--- SOURCE ---
Data Storage on DaLI

The information here describes how users can access RCC resources. All users of RCC resources are responsible for knowing and abiding by the RCC User Policy.

RCC provides a high-performance GPFS shared file system on DaLI. All DaLI project directories are accessible on Midway2 via the directory /dali.

Quotas

The amount of data that can be stored on DaLI is controlled by quota. RCC enforces hard and soft limits on quotas. A soft quota can be exceeded for a short period of time called a grace period. The hard quota cannot be exceeded under any circumstances.

Additional storage is available through the Cluster Partnership Program, - Research I Allocation, Research II Allocation or, in certain circumstances, - Special Allocation.

Checking available space

To check your current quotas use the quota command. Typical output may look like this

The output could have up to three sections. The top section displays information about the home directory and the scratch space (scratch2). The middle section displays information about the project2 space. The bottom section displays information about the DaLi space. Depending on how many groups you are part of, you may see multiple lines in the middle and the bottom sections.

Descriptions of the fields:

fileset: This is the file set or file system where this quota is valid.

type: This is the type of quota. This can be blocks for the amount of consumed disk space or files for the number of files in a directory. Either of blocks or files quotas can be set at the user or group level. The quota on the home directory and the scratch space is set as per user basis and the quota on the scratch space is set as per group basis.

used: This is the amount of disk space consumed or the number of files in the specified location.

quota: This is the soft quota (storage space or file count) associated with the specified location. It is possible for usage to exceed the soft quota for the grace period or up to the hard limit.

limit: This is the hard quota (storage space or file count) associated with the specified location. When your usage exceeds this limit, you will NOT be able to write to that filesystem.

grace: This is the grace period, or the amount of time remaining that the soft quota can be exceeded. The value none means that the quota is not exceeded. After a soft quota has been exceeded for longer than the grace period, it will no longer be possible to create new files.
--- STORED ROWS ---
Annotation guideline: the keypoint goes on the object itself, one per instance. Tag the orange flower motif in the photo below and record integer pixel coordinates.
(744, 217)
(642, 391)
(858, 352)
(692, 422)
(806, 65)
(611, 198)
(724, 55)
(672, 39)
---
## [THE EXERCISE]
Resume the page on data storage on DaLI right after its last sentence. The listing has no role in what comes next.

## [RESPONSE TO THE EXERCISE]
Persistent Space

Persistent space is appropriate for long term storage. The location for persistent space on DaLI is the directory /dali. These directories have both file system :ref:snapshots and :ref:tape backup for data protection.

Home Directories

RCC users' home directories are accessible from DaLI and are generally used for storing frequently used items such as source code, binaries, and scripts. By default, a home directory is only accessible by its owner (mode 0700) and is suitable for storing files which do not need to be shared with others.

Project Directories

On DaLI, RCC PI Groups are allocated a Project Directory located at :file:/dali/<PI CNetID> where is the CNetID of your RCC PI account holder. These directories are accessible by all members of the PI Group and are generally used for storing files which need to be shared by members of the group. Additional storage in project directories is available through the Cluster Partnership Program, - Research I Allocation, Research II Allocation or, in certain circumstances, - Special Allocation.

The default permissions for files and directories created in a project directory allow group read/write with the group sticky bit set (mode 2770). The group ownership is set to the PI group.

Scratch Space

Shared Scratch Space

High performance shared scratch space can be accessed on DaLI using the SCRATCH environment variable. This scratch space is intended to be used for reading or writing data required by jobs running on the cluster. If a user is over quota, s/he can use scratch space as a temporary location to hold files (and/or compress them for archival purposes) but as scratch space is neither snapshotted nor backed up, it should always be viewed as temporary.

{>>Note: It is the responsibility of the user to ensure any important data in scratch space is moved to persistent storage. Scratch space is meant to be used for temporary, short-term storage only.\<<}

The default permissions for scratch space allow access only by its owner (mode 0700). The standard quota for the high performance scratch directory is 5 TB with a 100GB soft limit. The grace period that the soft limit may be exceeded is 30 days for shared scratch space.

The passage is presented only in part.